** START Reading text **
This project explores an approach to language model optimization by focusing on guidance tokens in reasoning chains. Building upon the DeepSeekRL-Extended framework, we investigate how strategic token generation might improve model reasoning capabilities. Our implementation aims to be memory-efficient, requiring only 24GB GPU VRAM for training, making it accessible for research on consumer-grade hardware.
Language models often struggle with maintaining consistent reasoning chains in their responses. We hypothesize that by explicitly focusing on key transition points (guidance tokens) in the generation process, we might be able to improve the coherence and accuracy of model outputs. This project is currently in an experimental phase, aiming to test this hypothesis.
- 🎯 Focused Generation: Explores the impact of guidance tokens on reasoning
- 🚄 Resource Consideration: Designed to run on a single 24GB GPU
- 🎨 Three-Phase Approach: Structured generation process with specific focus on transition points
- 📊 Experimental Framework: Tools for analyzing the effectiveness of guided generation
- Prefix Phase: Generate initial text until punctuation
- Guidance Phase: Generate critical steering tokens
- Postfix Phase: Complete the remaining text
Input: "Bryan did 3*15= 45 push-ups in total without getting tired. He did 45-5= 40 push-ups in his third set."
** END Reading text **
_What to work on_
Copy the guidance-token project description starting at the words "This project explores" and ending after "on consumer-grade hardware.", swapping "consumer-grade" for "entry-level". The material that comes next isn't needed for anything here.
** START Extracted information **
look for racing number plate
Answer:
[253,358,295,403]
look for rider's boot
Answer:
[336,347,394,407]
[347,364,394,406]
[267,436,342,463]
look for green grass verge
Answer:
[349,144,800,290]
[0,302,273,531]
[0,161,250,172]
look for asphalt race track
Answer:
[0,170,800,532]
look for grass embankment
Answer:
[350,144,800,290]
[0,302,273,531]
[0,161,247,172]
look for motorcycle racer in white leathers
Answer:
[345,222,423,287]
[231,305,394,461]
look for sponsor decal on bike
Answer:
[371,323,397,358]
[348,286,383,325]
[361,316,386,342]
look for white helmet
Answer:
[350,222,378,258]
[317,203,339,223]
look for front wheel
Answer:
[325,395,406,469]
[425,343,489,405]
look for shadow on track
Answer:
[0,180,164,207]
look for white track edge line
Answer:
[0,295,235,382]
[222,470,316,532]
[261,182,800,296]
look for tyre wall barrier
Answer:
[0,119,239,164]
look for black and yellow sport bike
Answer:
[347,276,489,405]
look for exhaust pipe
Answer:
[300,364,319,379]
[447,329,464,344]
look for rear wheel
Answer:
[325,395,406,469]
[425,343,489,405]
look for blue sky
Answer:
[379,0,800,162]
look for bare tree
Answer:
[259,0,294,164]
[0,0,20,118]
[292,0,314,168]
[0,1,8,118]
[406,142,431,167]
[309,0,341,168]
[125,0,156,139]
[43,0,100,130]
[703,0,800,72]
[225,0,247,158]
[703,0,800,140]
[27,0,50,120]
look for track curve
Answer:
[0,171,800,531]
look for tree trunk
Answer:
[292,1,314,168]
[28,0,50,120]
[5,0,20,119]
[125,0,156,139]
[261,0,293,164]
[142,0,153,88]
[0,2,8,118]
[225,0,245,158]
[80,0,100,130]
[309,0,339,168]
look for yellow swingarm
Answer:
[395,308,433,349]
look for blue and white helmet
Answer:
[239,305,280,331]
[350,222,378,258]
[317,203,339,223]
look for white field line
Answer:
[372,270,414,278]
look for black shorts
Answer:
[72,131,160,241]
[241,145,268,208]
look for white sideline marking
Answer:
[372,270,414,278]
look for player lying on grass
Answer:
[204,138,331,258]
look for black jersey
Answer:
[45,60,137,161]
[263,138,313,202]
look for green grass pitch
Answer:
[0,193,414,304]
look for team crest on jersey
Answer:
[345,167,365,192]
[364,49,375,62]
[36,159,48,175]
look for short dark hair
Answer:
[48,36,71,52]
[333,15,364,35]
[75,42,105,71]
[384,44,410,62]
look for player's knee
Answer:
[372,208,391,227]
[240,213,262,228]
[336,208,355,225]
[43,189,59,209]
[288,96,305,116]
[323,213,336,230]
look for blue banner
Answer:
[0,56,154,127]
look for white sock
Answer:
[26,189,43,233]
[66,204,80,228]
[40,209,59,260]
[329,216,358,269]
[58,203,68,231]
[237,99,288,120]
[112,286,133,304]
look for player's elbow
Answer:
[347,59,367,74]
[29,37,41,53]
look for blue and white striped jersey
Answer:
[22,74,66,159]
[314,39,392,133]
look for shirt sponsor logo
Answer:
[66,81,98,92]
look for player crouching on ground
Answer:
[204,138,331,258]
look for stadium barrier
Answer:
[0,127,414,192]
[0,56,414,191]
** END Extracted information **
_Written solution_
This project explores an approach to language model optimization by focusing on guidance tokens in reasoning chains. Building upon the DeepSeekRL-Extended framework, we investigate how strategic token generation might improve model reasoning capabilities. Our implementation aims to be memory-efficient, requiring only 24GB GPU VRAM for training, making it accessible for research on entry-level hardware.